- [Problems to work on]:
1 - Translate this sentence from the history of Malaysian special forces below into Spanish: "The headquarters was set up at Camp Imphal in Kuala Lumpur, officially separating operational command from the 1 MSSR and solidifying the framework of modern Malaysian special forces."
2 - Extend the history of Malaysian special forces below, picking up right after its final sentence.

- [Document section]:
►

Later, on 4 April 1980, the Malaysian Army created a new command structure specifically for overseeing special operations—the Malaysian Special Service Command (Markas Gerak Khas), now known as the 21st Special Service Group. The headquarters was set up at Camp Imphal in Kuala Lumpur, officially separating operational command from the 1 MSSR and solidifying the framework of modern Malaysian special forces.

On 1 April 1981, the 1st Malaysian Special Service Regiment (1 MSSR) was officially renamed the 21st Para Commando Regiment—short for Parachute Commando. At the same time, the 2 MSSR was redesignated as the 22nd Para Commando Regiment. This renaming marked a significant shift in the role and identity of the units, signifying that all commando regiments within the Malaysian Army would now be trained and equipped as airborne forces, capable of parachute insertion and rapid deployment.

=== The 11th Special Service Regiment was separated from the 21st Para Commando Regiment ===
On 1 April 1981, alongside renaming 1 MSSR to the 21st Para Commando Regiment (21 PARA CDO), the Malaysian Army also established a combat intelligence squadron for 21 PARA CDO, known as the 11th Special Service Regiment (11 SSR). However, this unit did not remain under 21 PARA CDO for long. In 1983, the 12th Special Service Regiment, a sister regiment of 11 SSR, was disbanded, and at the same time, 11 SSR was separated from 21 PARA CDO. It became an independent combat intelligence and counter-revolutionary warfare unit reporting directly to the Malaysian Special Service Group (Gerup Gerak Khas Malaysia; now known as the 21st Special Service Group).

=== Renamed as the 21st Commando Regiment ===
In 1985, the Malaysian Army underwent a major restructuring, which also affected the Malaysian Special Service Group (MSSG) and its subordinate units. The MSSG was renamed the 21st Special Service Group, and the 21st Para Commando Regiment was renamed the 21st Commando Regiment. Similar changes also occurred within the 22nd Para Commando Regiment.

◄

- [Dataset extract]:
►

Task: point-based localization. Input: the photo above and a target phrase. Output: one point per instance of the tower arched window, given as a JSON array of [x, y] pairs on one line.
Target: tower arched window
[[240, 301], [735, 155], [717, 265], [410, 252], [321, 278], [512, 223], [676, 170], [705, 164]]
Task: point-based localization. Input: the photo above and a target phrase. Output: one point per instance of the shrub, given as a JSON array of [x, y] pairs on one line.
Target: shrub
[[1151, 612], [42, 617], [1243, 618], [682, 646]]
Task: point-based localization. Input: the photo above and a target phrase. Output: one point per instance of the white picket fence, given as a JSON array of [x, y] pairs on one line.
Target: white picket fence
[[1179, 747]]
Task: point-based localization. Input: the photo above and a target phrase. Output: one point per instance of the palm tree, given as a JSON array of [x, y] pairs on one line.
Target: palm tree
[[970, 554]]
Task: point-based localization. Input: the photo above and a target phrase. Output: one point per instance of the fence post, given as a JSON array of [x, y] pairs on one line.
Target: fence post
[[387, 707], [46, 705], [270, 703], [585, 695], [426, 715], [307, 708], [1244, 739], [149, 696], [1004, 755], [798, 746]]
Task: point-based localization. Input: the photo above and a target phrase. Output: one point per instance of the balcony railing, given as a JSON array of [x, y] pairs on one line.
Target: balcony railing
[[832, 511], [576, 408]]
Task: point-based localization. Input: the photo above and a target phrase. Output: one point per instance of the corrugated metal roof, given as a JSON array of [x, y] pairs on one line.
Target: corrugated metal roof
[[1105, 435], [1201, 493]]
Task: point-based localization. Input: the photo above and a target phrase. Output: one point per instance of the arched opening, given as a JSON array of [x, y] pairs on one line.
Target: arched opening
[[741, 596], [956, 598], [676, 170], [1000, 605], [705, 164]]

◄

- [Numbered responses]:
1 - El cuartel general se estableció en Camp Imphal, en Kuala Lumpur, lo que separó oficialmente el mando operativo del 1 MSSR y consolidó el marco de las fuerzas especiales malasias modernas.

2 -
=== Reorganised as a special forces unit specialising in airborne insertion ===
In 2017, the 21st Special Service Group underwent another round of restructuring. As part of this reorganisation, the 22nd Commando Regiment was designated as the specialist unit for amphibious operations, while the 21st Commando Regiment was given the primary role of conducting special operations involving airborne insertion.

Further changes were introduced in March 2025, when the squadrons under the 21 CDO were officially renamed to reflect their specialised capabilities. X-Ray Squadron was renamed Special Operations Squadron 1, Yankee Squadron became Special Operations Squadron 2, and Zulu Squadron was redesignated as the Special Sniper Squadron. This naming convention mirrors that of the 22nd Commando Regiment, which adopted similar squadron titles back in 2017.

== Structures ==
Originally, the 21 CDO had three special operations assault squadrons, one special operations support squadron, and one logistics squadron. Following a restructure in 2017, the support squadrons were abolished, and their functions were absorbed by the other special operations assault squadrons. Today, the 21 CDO comprises the following units:

=== Current squadrons ===

| Name | Name (Bahasa Malaysia) | Logo | Original name | Motto |
|---|---|---|---|---|
| 21 CDO Headquarters | Markas 21 Kdo |  |  |  |
| Special Operations Squadron 1 | Skuadron Operasi Khusus 1 |  | X-Ray 'X' Squadron | Membunuh Terus Membunuh |
| Special Operations Squadron 2 | Skuadron Operasi Khusus 2 |  | Yankee 'Y' Squadron | Maju, Menentang, Membebas |
| Special Sniper Squadron | Skuadron Sniper Khusus |  | Zulu 'Z' Squadron | Bertindak Berperang Demi Kejayaan |
| Logistic Squadron, 21 CDO | Skuadron Logistik 21 Kdo |  |  |  |

=== Family welfare support ===
The 21 CDO's BAKAT oversees the family welfare support for the regiment. The organisation is under the leadership of the spouse of the Commander of 21 CDO, with the commander serving as the patron for this organisation.